What is expected —
Carry on the issue thread about the black screen during face recognition, starting after its closing question on optimizing the loading method.

Qualeams / Android-Face-Recognition-with-Deep-Learning-Library

Face Recognition library for Android devices is an Android library (module) which includes several face recognition methods.
Apache License 2.0
371 stars 135 forks source link

Black screen while recognizing #8

Closed Zumbalamambo closed 7 years ago

Zumbalamambo commented 7 years ago

I tried to recognise the face using the latest library build. But then , the mobile screen is black fully.

Im getting the following message in logcat.

06-10 16:28:58.578 8532-8542/ch.zhaw.facerecognition W/art: Suspending all threads took: 17.306ms
06-10 16:29:24.238 8532-8542/ch.zhaw.facerecognition W/art: Suspending all threads took: 8.277ms
06-10 16:29:35.658 8532-8548/ch.zhaw.facerecognition W/art: Suspending all threads took: 7.428ms
06-10 16:29:39.818 8532-8542/ch.zhaw.facerecognition W/art: Suspending all threads took: 9.988ms
06-10 16:29:40.508 8532-8548/ch.zhaw.facerecognition W/art: Suspending all threads took: 6.632ms
06-10 16:29:41.828 8532-8542/ch.zhaw.facerecognition W/art: Suspending all threads took: 15.030ms
06-10 16:29:49.358 8532-8542/ch.zhaw.facerecognition W/art: Suspending all threads took: 8.884ms

This occurs in most of my mobiles. May I know how to sort this out?

Zumbalamambo commented 7 years ago

I have tried logging. The following method in EigenFaces.java takes forever to load.

   public void loadFromFile() {
        Log.d(TAG, "Loading from file");
        FileHelper fh = new FileHelper();
        MatName mOmega = new MatName("Omega", Omega);
        MatName mPsi = new MatName("Psi", Psi);
        MatName mEigVectors = new MatName("eigVectors", eigVectors);
        List<MatName> listMat = new ArrayList<MatName>();
        listMat.add(mOmega);
        listMat.add(mPsi);
        listMat.add(mEigVectors);
        Log.d(TAG, "Finished Populating list mat and its size is " + listMat.size());
        listMat = fh.getMatListFromXml(listMat, fh.EIGENFACES_PATH, filename);
        Log.d(TAG, "Done loading mat list from xml");

        Log.d(TAG, "Path " + fh.EIGENFACES_PATH);
        Log.d(TAG, "Filename " + filename);
        for (MatName mat : listMat) {
            Log.d(TAG, "Mat name " + mat.getName());
            switch (mat.getName()) {
                case "Omega":
                    Log.d(TAG, "Done loading omega");
                    Omega = mat.getMat();
                    break;
                case "Psi":
                    Log.d(TAG, "Done loading psi");
                    Psi = mat.getMat();
                    break;
                case "eigVectors":
                    Log.d(TAG, "Done loading eigvectors");
                    eigVectors = mat.getMat();
                    break;
            }
        }

        Log.d(TAG, "out of for loop");
        labelList = fh.loadIntegerList(fh.createLabelFile(fh.EIGENFACES_PATH, "train"));
        Log.d(TAG, "labelList size" + labelList.size());
        labelMap = fh.getLabelMapFromFile(fh.EIGENFACES_PATH);
        Log.d(TAG, "labelMap size" + labelMap.size());
    }

How can I be able to optimise it?

Dataset content —
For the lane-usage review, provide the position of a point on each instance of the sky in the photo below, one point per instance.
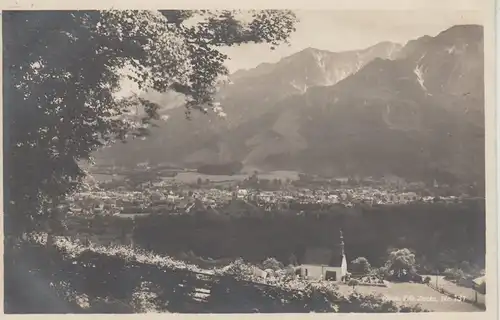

Expected answer —
sladomic commented 7 years ago

@Zumbalamambo does your first problem still persist?

About the 2nd one. The Eigenfaces implementation was not touched for a year since Eigenfaces is outdated anyway. But if you want to improve the performance, you would need to serialize the Mat Objects into a file. The problem is, that the FileStorage of OpenCV is not implemented for Android (http://answers.opencv.org/question/8873/best-way-to-store-a-mat-object-in-android/?answer=30688#post-id-30688) probabaly you could also write a JNI wrapper for the C++ function of OpenCV

Zumbalamambo commented 7 years ago

Okay thank you so much. This is very very helpful for me to learn. I have tried Tensorflow implementation. It gives optimal accuracy in recognition. May I know why do we need optimized_facenet.pb and how you've created this model?

sladomic commented 7 years ago

@Zumbalamambo with the facenet model it works 4 times faster for me (the model is also 5-6 times smaller). Also it allows you to include the model as an asset for your app (maximum app size is 100Mb, so this wouldn't work with the vgg_faces model, which is 553Mb alone).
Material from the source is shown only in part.